*WHAT IS BEING ASKED*
Among the entries below, tally each line containing "every"; respond with the total only.

(Collected data entries)
- Opening Delimiter -

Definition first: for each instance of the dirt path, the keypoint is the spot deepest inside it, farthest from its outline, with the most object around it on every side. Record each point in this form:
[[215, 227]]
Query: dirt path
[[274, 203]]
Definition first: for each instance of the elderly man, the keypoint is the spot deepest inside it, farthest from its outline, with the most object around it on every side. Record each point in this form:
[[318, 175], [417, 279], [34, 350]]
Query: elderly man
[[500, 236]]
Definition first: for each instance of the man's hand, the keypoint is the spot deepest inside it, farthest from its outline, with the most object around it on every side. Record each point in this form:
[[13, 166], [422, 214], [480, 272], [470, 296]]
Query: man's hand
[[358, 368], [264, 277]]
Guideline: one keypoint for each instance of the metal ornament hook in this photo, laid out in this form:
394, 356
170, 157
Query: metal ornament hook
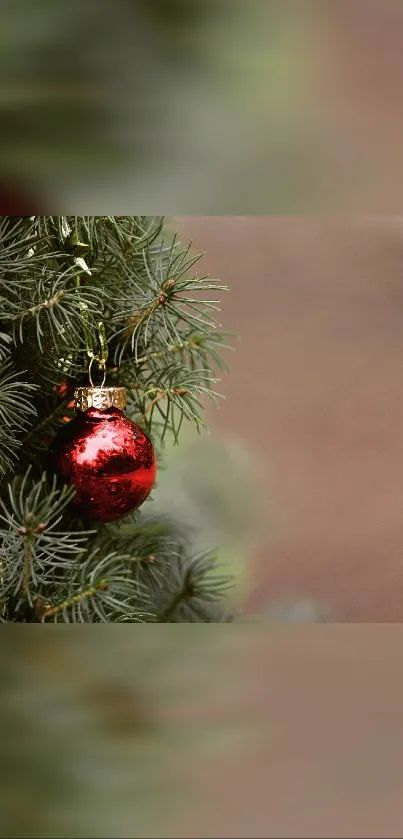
101, 364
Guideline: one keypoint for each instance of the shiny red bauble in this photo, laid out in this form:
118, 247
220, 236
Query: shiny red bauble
109, 461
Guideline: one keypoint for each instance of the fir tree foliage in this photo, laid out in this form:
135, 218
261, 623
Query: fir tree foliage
72, 288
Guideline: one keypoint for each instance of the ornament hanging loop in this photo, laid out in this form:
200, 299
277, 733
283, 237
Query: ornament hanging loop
102, 365
100, 358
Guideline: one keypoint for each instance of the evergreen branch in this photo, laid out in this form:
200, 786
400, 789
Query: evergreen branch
33, 552
16, 412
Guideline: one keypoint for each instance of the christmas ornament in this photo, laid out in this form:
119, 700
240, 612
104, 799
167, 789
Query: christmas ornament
104, 455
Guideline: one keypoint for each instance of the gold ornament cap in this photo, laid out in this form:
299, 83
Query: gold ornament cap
100, 398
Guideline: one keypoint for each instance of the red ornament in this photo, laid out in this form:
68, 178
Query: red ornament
104, 455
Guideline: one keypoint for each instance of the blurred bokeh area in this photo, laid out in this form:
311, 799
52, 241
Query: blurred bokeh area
234, 106
174, 731
314, 403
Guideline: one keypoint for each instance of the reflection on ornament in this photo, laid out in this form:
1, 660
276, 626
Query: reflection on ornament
107, 458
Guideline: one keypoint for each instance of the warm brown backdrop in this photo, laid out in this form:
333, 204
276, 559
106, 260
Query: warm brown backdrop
316, 392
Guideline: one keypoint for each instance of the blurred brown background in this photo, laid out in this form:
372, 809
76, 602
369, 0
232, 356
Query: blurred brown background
316, 393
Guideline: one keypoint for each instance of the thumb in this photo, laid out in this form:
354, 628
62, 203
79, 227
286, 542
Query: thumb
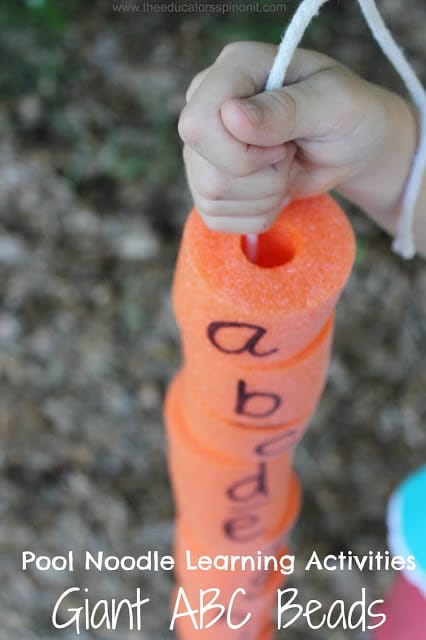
272, 117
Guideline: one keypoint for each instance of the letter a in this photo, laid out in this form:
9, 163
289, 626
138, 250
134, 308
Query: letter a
248, 345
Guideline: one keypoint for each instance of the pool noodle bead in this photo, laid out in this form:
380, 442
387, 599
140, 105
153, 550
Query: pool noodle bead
212, 491
215, 282
296, 385
250, 323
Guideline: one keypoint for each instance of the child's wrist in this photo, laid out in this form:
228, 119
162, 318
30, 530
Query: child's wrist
379, 184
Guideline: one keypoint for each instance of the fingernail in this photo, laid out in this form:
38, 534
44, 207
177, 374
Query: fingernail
252, 111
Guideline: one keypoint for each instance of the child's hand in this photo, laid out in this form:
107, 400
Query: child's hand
327, 128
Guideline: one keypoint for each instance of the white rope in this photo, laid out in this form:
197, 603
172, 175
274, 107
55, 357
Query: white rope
404, 241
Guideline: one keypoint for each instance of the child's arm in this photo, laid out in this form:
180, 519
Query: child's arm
327, 128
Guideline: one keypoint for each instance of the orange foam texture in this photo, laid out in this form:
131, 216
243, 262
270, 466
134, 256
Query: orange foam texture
231, 438
270, 396
215, 282
217, 493
257, 583
258, 627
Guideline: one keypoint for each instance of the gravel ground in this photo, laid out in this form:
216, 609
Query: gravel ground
92, 202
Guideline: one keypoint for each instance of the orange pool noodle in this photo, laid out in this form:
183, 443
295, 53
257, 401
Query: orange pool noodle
231, 438
264, 395
257, 583
253, 314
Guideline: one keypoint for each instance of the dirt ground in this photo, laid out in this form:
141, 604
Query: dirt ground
92, 203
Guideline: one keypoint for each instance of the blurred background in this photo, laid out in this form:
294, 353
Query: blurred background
92, 203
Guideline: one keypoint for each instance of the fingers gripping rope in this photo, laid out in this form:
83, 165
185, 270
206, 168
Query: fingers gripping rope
404, 242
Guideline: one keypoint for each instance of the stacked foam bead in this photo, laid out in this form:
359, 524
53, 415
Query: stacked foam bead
256, 342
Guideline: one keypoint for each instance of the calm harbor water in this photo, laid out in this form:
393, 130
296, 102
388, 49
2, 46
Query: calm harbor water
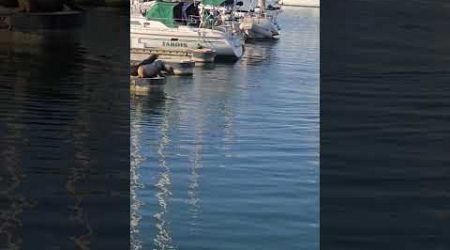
64, 101
229, 158
384, 125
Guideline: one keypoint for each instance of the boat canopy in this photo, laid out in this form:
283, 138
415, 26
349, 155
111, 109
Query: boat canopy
213, 2
163, 12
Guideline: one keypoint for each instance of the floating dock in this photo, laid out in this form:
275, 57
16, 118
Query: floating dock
35, 21
144, 85
196, 55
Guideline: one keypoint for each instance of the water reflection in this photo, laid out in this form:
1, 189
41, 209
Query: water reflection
57, 122
232, 152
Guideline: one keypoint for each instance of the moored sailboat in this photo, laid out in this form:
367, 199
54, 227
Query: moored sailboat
180, 25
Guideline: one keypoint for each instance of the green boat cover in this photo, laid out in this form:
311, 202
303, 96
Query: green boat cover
212, 2
163, 12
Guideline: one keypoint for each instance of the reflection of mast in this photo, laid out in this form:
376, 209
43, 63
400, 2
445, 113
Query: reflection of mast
78, 173
10, 174
194, 199
163, 240
135, 185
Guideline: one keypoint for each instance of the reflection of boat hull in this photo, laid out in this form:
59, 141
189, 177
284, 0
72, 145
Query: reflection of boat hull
224, 44
302, 3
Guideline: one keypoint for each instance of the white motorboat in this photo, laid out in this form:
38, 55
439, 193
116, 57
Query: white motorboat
302, 3
164, 27
258, 22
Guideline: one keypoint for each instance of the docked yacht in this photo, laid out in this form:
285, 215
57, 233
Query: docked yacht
180, 25
302, 3
258, 20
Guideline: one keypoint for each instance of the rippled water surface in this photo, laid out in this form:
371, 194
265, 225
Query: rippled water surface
229, 158
384, 125
64, 101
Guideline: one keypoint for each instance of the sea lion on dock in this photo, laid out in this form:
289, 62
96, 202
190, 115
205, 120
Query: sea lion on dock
153, 70
29, 6
149, 60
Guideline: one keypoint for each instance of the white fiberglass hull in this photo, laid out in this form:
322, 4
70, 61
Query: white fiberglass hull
259, 28
224, 44
302, 3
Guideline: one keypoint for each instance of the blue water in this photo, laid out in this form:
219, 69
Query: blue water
63, 102
229, 158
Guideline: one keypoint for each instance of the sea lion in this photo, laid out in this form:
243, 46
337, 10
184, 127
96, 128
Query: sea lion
46, 5
149, 60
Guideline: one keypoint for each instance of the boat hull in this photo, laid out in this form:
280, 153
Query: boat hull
223, 44
259, 28
302, 3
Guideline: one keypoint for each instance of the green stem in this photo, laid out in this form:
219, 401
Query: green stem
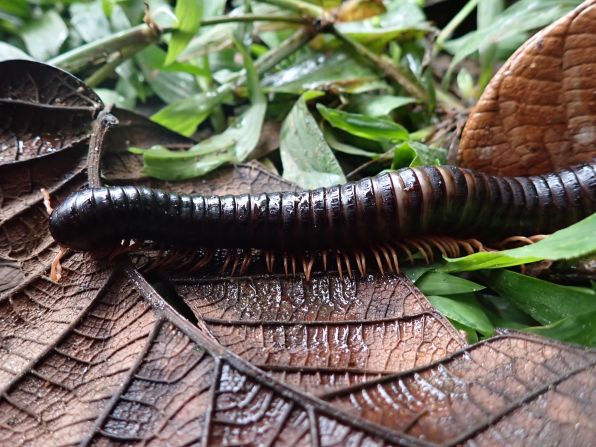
253, 18
446, 32
112, 63
299, 6
98, 52
384, 64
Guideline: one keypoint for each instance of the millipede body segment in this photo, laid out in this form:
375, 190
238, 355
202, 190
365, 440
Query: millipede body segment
433, 200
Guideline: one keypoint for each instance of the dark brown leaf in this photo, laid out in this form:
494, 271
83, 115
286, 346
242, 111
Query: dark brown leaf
510, 390
328, 333
537, 114
42, 110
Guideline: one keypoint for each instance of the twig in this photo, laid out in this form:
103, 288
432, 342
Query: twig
97, 52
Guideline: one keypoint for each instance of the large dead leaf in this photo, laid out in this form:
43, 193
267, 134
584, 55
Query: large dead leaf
101, 357
325, 334
537, 114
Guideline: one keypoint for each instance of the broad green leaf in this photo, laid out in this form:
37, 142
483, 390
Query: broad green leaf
371, 128
18, 8
579, 329
183, 167
404, 21
8, 52
169, 86
544, 301
465, 310
305, 155
413, 153
438, 283
380, 105
233, 145
337, 145
188, 14
521, 17
89, 20
571, 242
45, 35
185, 115
503, 313
248, 131
337, 72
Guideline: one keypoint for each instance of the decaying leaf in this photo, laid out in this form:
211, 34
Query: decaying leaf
537, 114
101, 358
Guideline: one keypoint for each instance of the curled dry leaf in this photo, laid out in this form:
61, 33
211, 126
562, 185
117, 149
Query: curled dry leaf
325, 334
101, 358
538, 113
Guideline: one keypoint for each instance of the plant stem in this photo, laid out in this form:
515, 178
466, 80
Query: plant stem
112, 62
299, 6
98, 52
446, 32
254, 18
384, 64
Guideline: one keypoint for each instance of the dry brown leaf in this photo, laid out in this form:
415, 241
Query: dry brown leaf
538, 113
325, 334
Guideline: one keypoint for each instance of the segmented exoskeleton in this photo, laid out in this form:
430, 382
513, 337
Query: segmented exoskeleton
376, 217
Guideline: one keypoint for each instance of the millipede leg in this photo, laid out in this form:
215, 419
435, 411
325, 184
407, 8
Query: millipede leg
348, 264
378, 259
47, 200
307, 265
227, 261
385, 253
338, 262
203, 261
394, 257
407, 251
360, 262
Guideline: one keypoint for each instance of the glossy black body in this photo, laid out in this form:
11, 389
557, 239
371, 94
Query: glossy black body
441, 200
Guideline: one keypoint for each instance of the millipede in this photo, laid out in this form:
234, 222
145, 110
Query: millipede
380, 220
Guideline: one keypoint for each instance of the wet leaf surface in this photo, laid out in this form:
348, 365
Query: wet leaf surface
101, 358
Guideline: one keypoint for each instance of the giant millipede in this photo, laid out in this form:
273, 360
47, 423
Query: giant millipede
378, 218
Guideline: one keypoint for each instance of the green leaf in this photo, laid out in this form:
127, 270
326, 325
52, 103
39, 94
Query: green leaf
414, 153
376, 129
380, 105
521, 17
404, 20
338, 73
185, 115
44, 36
18, 8
337, 145
8, 52
465, 310
164, 164
168, 85
571, 242
305, 155
89, 20
580, 329
438, 283
544, 301
248, 131
189, 14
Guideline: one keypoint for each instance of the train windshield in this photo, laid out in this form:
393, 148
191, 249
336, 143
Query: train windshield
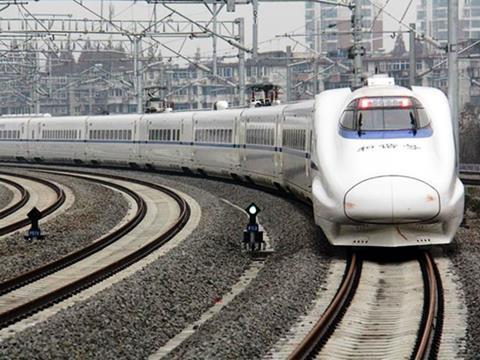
384, 114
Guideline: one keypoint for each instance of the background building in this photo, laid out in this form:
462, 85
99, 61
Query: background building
321, 19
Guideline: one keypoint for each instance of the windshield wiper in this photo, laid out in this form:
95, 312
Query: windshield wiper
413, 122
359, 124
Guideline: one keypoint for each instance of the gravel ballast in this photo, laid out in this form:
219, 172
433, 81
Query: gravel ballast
464, 252
6, 196
96, 210
132, 319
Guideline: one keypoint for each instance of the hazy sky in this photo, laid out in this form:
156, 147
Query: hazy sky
275, 19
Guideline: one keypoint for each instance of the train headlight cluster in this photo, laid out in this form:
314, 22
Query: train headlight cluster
252, 236
253, 209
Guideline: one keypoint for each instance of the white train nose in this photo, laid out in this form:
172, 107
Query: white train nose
392, 200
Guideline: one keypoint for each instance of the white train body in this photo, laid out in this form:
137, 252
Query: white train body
373, 178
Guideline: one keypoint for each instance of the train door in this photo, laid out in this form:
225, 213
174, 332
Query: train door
134, 154
83, 136
278, 145
242, 140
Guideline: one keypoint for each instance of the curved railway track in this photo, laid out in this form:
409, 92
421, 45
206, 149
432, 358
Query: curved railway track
60, 199
429, 331
16, 313
24, 197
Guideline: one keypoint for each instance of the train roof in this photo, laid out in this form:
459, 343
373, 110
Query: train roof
381, 90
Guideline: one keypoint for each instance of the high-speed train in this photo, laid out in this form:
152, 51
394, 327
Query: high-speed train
378, 163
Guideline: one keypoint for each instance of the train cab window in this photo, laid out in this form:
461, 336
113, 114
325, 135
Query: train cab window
385, 117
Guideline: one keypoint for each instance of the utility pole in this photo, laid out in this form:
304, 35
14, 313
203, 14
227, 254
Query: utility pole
138, 71
289, 73
255, 39
214, 40
453, 91
357, 45
413, 57
241, 62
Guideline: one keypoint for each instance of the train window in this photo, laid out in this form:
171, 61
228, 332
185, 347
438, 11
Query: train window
384, 114
348, 119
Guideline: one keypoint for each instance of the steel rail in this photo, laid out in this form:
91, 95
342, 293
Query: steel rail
317, 337
44, 212
108, 270
40, 272
24, 197
432, 319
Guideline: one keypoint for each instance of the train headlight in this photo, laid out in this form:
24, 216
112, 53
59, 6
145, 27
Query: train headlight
253, 209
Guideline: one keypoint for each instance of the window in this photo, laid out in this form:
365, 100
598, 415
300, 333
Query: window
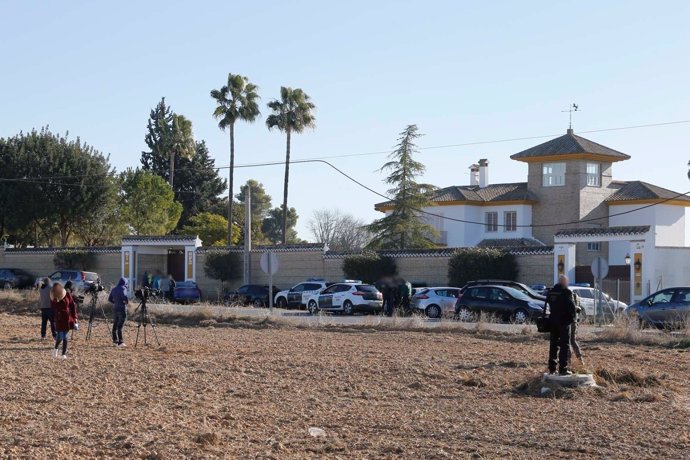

- Closing Delimiter -

*EXPECTED OUTPUT*
3